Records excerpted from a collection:
· · · · · · ·
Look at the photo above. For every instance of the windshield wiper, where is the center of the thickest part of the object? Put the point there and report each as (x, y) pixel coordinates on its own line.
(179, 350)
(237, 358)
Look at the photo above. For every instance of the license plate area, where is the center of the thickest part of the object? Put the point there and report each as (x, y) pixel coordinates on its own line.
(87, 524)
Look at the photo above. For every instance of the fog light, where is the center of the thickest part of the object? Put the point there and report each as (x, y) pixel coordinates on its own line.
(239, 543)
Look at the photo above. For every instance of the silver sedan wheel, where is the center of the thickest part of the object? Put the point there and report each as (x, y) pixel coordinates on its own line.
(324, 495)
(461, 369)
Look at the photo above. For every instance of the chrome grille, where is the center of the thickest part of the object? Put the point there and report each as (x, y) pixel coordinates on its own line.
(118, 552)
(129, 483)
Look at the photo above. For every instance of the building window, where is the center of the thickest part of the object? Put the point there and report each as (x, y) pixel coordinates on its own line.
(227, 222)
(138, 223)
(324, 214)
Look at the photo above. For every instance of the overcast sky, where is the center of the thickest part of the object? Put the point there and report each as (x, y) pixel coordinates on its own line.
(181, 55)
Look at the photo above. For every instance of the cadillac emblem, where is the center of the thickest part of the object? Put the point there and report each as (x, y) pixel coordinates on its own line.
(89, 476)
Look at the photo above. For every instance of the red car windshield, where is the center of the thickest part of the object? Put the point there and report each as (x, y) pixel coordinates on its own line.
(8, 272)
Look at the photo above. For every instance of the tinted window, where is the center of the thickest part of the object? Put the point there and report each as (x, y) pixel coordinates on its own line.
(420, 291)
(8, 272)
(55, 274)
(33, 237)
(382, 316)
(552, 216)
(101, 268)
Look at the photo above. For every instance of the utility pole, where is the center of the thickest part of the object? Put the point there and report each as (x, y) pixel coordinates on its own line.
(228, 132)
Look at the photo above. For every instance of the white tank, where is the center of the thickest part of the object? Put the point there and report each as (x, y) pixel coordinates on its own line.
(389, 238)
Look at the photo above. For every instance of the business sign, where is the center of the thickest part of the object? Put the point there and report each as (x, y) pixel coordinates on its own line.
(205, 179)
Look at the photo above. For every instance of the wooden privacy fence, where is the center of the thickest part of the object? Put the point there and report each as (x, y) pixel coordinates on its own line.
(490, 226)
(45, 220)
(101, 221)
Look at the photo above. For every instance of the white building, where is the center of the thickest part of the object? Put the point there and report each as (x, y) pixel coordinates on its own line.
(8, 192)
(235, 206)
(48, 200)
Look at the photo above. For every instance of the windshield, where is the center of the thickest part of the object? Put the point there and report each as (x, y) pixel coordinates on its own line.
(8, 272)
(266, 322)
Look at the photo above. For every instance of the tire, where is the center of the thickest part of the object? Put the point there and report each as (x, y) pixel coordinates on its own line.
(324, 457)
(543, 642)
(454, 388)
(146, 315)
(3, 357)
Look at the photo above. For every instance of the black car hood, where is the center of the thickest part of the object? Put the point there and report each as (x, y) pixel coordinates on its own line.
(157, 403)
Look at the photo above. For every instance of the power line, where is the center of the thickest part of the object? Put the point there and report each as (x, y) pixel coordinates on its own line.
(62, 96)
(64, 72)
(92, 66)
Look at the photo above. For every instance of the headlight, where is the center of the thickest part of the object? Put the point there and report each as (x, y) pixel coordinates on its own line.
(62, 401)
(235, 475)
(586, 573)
· · · · · · ·
Exercise: Add 21 to every coordinate value in the answers, then write out everything from the line containing "the headlight, where" down to the end of the records, requests included.

Answer to the exercise:
Look at the photo above. For every instance of the headlight, where is the center of the thickest part of the object? Put the point there and report each as (x, y) pixel coordinates on its own line.
(83, 422)
(256, 496)
(607, 594)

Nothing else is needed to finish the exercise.